> Text for analysis:
-------
Millions of people around the world live with breathlessness due to underlying conditions. It’s a problem that’s rarely recognised or even discussed, yet has a major impact on their lives.
Simply put, these people can’t catch their breath. And when the problem gets worse it can lead to a crisis situation. In fact, it may be responsible for as many as 20% of ambulance trips to the hospital.
But people who suffer from chronic breathlessness could often manage the problem at home if only they were given support. This would avoid a potentially difficult experience for patients and prevent a lot of wasted health service time and money for emergency departments.
Traditionally the management of patients with lung, heart and neuro-muscular diseases has focused only on the underlying disease – for example, the emphysema – without routinely looking at the impact that being out of breath over months and years has on patients’ everyday lives, or how that can be helped.
Here at Hull York Medical School in the Wolfson Palliative Care Research Centre, we are carrying out research into breathlessness to positively impact the lives of those living with the symptom. We hope to enable patients to share their concerns about their ongoing breathlessness with doctors and nurses and for clinicians to ask patients routinely, and to share self-help techniques which can help relieve breathlessness.
An exploratory systematic review and meta-analyses of airflow for the relief of chronic breathlessness in people with advanced disease
Many people live with continuing distress and difficulties arising from breathlessness despite treatment given to the underlying disease which causes it. This project addressed whether airflow provides relief of chronic breathlessness in people with advanced disease.
Breathlessness RElief AT HomE (BREATHE)
We want to see if we could run a research study that tests if paramedics trained in breathlessness techniques is more effective for people in breathlessness crisis than usual care in easing breathlessness and help more people stay at home.
-------
> Prompt 1:
Reproduce the part of the breathlessness research text starting with "Millions of people" and going on through "to the hospital.".
> Prompt 2:
Resume the breathlessness research text from where it stops.

> Extracted entries:
-------
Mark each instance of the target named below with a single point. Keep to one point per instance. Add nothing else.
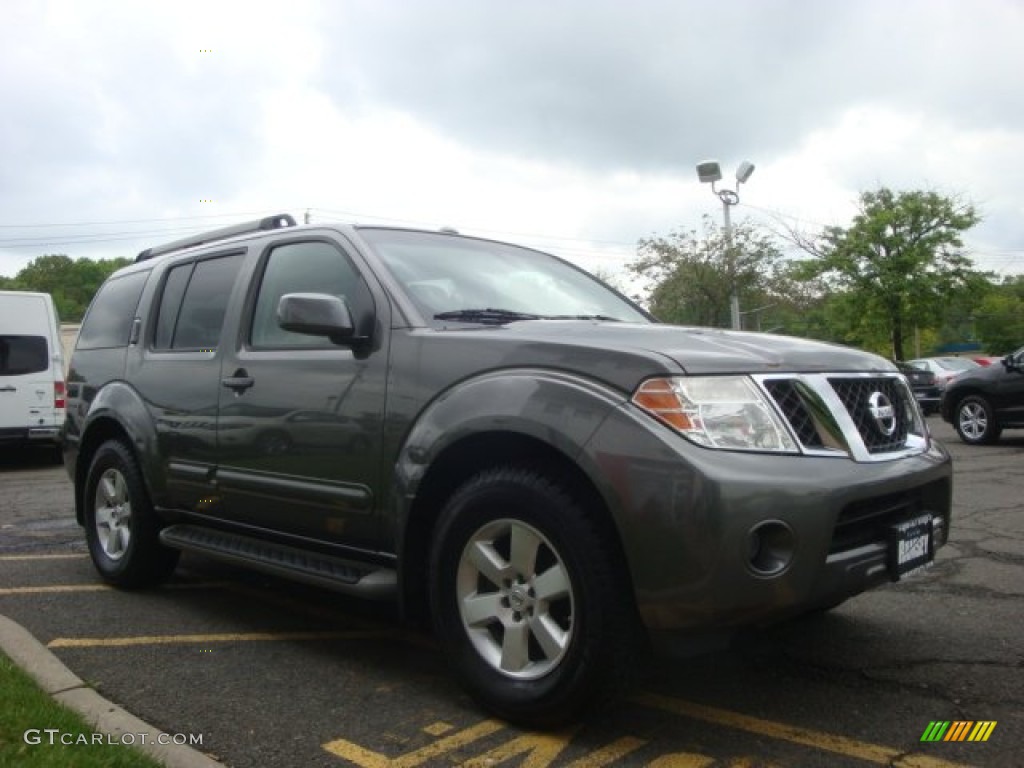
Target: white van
-------
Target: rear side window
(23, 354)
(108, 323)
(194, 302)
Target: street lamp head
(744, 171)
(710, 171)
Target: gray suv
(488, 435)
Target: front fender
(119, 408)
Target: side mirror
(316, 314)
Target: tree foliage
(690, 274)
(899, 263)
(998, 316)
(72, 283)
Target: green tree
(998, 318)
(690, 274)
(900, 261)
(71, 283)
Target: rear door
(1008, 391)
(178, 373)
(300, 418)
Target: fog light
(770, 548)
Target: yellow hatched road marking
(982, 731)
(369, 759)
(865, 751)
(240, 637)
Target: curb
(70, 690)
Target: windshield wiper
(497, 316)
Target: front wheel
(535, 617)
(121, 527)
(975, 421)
-------
> Task answer 1:
Millions of people around the world live with breathlessness due to underlying conditions. It’s a problem that’s rarely recognised or even discussed, yet has a major impact on their lives.
Simply put, these people can’t catch their breath. And when the problem gets worse it can lead to a crisis situation. In fact, it may be responsible for as many as 20% of ambulance trips to the hospital.

> Task answer 2:
Breathlessness is distressing for people with heart failure, and, as the condition worsens, may persist despite the best treatment. It’s already known breathlessness is safely improved by low-dose morphine in other conditions, such as cancer and chronic obstructive pulmonary disease. In this study, we tested if medium-term morphine therapy helps with breathlessness in heart failure patients.
Breathe Well: Improving the sustained use of supported self-management strategies for living well with chronic breathlessness
Chronic (persistent) breathlessness restricts social lives and day-to-day tasks. Breathlessness services can support people to self-manage, but there is often a gap between knowing what to do and doing it - true for patients, carers and clinicians alike. The aim of this study is to understand how to better enable supported self-management for people living with chronic breathlessness and to develop an implementation strategy to achieve this.
Bringing breathlessness into view
People living with breathlessness find their experience hard to describe to others. The aim of this project is to make an exhibition to show the public what it is like living with breathlessness.
Breathlessness and presentation to the emergency department: a survey and clinical record review
Breathlessness is a frequently occurring symptom of cardiorespiratory conditions and is a common cause of emergency department presentation. The aim of this study was to estimate the prevalence of acute-on-chronic breathlessness as a cause for presentation to the major emergencies area of the emergency department.
This project addresses the uncertainties relating to the design and conduct of a substantive phase 3 randomised controlled trial to evaluate a complex breathlessness intervention in patients with idiopathic pulmonary fibrosis (IPF) and chronic breathlessness.
Calming Hand and Fan Feasibility trial (CHAFF)
This study looks at two options to help relieve breathlessness: a hand-held battery operated fan designed to give cool airflow to the face, and the Calming Hand, a simple breathing strategy that could help reduce anxiety that often occurs with breathlessness.
ExacQual Study: Understanding people's experiences of exacerbations
Exacerbations of COPD are very distressing for patients and have long term consequences for their health. We want to explore patients and carers experiences, expectations and understanding of exacerbations and their help-seeking behaviour related to their exacerbations.
Living with breathlessness: systematic review and qualitative synthesis
Living with breathlessness can be very difficult, affecting every area of life. However, there are things that can do to make life easier. This project reviewed the large body of research on breathlessness to understand how patients' quality of life can be improved.
Morphine and Breathlessness (MABEL)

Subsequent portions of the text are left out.